__EXTRACTED ENTRIES__:
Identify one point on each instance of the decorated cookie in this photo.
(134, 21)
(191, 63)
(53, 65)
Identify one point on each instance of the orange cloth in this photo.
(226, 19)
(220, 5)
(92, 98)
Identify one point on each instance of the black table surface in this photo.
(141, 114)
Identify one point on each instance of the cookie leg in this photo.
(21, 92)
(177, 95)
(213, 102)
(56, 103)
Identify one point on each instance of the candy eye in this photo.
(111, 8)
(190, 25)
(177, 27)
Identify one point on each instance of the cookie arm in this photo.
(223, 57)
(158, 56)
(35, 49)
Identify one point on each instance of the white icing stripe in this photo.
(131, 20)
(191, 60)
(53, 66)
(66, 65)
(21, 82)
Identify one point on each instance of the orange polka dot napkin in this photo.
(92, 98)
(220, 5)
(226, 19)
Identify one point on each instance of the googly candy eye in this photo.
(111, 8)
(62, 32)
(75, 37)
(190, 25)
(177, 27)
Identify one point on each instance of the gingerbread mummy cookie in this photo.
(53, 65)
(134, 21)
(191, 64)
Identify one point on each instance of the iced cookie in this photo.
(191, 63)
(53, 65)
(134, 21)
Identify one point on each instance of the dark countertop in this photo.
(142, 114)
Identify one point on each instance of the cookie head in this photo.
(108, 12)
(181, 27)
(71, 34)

__TASK TO CARRY OUT__: Render these lines as a JSON list of strings, one string per line, with blank lines left out.

__WRITTEN SOLUTION__:
[
  "Identify one point on each instance of the decorated cookie in this photo.",
  "(134, 21)",
  "(191, 63)",
  "(53, 65)",
  "Identify one point on each instance of the orange cloth in this photo.",
  "(226, 19)",
  "(220, 5)",
  "(92, 98)",
  "Identify one point on each instance of the black table surface in this photo.",
  "(141, 114)",
  "Identify one point on each instance of the cookie leg in this photo.",
  "(21, 92)",
  "(177, 95)",
  "(213, 102)",
  "(56, 103)",
  "Identify one point on each instance of the candy eye in this photo.",
  "(111, 8)",
  "(190, 25)",
  "(177, 27)",
  "Identify one point on each instance of the cookie arm in this photo.",
  "(223, 57)",
  "(158, 56)",
  "(35, 49)",
  "Identify one point on each instance of the white icing stripe in this photo.",
  "(131, 20)",
  "(191, 60)",
  "(53, 66)",
  "(66, 65)",
  "(21, 82)",
  "Identify one point on each instance of the orange polka dot napkin in this photo.",
  "(92, 98)",
  "(220, 5)",
  "(226, 19)",
  "Identify one point on each instance of the googly candy eye in this photo.",
  "(111, 8)",
  "(62, 32)",
  "(75, 37)",
  "(190, 25)",
  "(177, 27)",
  "Identify one point on each instance of the gingerbread mummy cookie in this photo.",
  "(53, 65)",
  "(134, 21)",
  "(191, 64)",
  "Identify one point on each instance of the iced cookie in this photo.",
  "(191, 63)",
  "(53, 65)",
  "(134, 21)",
  "Identify one point on each instance of the dark countertop in this photo.",
  "(142, 114)",
  "Identify one point on each instance of the cookie head in this photo.",
  "(108, 12)",
  "(181, 27)",
  "(71, 34)"
]